───── RECORDS FOR THE TASK
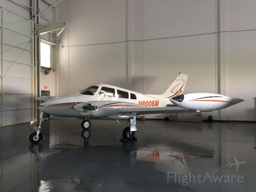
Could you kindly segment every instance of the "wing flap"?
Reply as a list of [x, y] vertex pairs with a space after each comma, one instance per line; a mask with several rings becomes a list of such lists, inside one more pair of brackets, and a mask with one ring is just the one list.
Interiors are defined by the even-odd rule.
[[120, 114], [136, 115], [159, 113], [182, 113], [195, 112], [187, 109], [178, 107], [145, 107], [144, 108], [126, 108], [120, 109]]

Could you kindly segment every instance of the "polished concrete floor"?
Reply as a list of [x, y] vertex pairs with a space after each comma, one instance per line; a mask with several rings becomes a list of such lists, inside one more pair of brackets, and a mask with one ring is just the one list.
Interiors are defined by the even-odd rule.
[[44, 122], [37, 145], [30, 124], [0, 128], [0, 191], [256, 188], [256, 124], [137, 121], [137, 140], [126, 142], [127, 120], [92, 120], [87, 140], [81, 121]]

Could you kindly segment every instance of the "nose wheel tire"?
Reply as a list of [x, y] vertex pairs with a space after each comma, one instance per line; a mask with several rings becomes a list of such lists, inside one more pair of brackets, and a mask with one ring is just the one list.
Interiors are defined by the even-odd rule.
[[41, 132], [39, 133], [38, 136], [36, 137], [36, 132], [32, 133], [29, 136], [29, 140], [32, 143], [38, 143], [43, 139], [43, 135]]
[[88, 139], [91, 136], [91, 131], [89, 130], [83, 130], [81, 133], [81, 136], [84, 139]]
[[130, 131], [130, 127], [126, 128], [123, 131], [123, 138], [127, 140], [132, 140], [134, 137], [135, 133], [134, 131]]
[[82, 121], [81, 126], [83, 129], [87, 130], [90, 129], [91, 125], [92, 123], [88, 119], [85, 119]]

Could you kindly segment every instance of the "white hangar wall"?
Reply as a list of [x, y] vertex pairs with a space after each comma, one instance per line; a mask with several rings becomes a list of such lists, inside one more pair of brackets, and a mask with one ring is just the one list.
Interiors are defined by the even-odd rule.
[[[203, 116], [256, 120], [256, 33], [244, 30], [256, 28], [256, 7], [252, 0], [64, 0], [59, 95], [100, 82], [159, 94], [180, 72], [189, 75], [185, 92], [246, 100]], [[243, 31], [214, 33], [233, 30]]]

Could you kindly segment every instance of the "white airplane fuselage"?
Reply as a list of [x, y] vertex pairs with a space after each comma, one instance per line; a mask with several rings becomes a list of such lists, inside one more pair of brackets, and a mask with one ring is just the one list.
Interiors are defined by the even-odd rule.
[[[128, 117], [123, 116], [118, 116], [118, 110], [122, 108], [166, 107], [173, 105], [168, 98], [157, 98], [110, 85], [100, 84], [95, 86], [98, 88], [94, 95], [84, 95], [78, 92], [58, 97], [42, 103], [38, 108], [42, 112], [55, 116], [109, 117], [118, 119], [128, 118]], [[101, 95], [100, 92], [102, 87], [114, 89], [114, 95], [106, 97], [104, 96], [106, 94]], [[128, 98], [120, 98], [118, 90], [128, 93]], [[132, 98], [131, 94], [136, 96], [136, 98]], [[86, 103], [88, 105], [97, 106], [98, 108], [86, 112], [80, 112], [74, 109], [75, 106], [84, 103]]]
──────────
(PROMPT):
Find each line in the items above that contains the word "Could", and copy those lines in full.

(ANSWER TO THIS PROBLEM):
Could you kindly segment every instance of the "wing flap"?
Could you kindly segment every instance of the "polished concrete floor"?
Could you kindly segment every instance of the "nose wheel tire"?
Could you kindly segment every instance of the "white hangar wall"?
Could you kindly segment every instance of the "white airplane fuselage"?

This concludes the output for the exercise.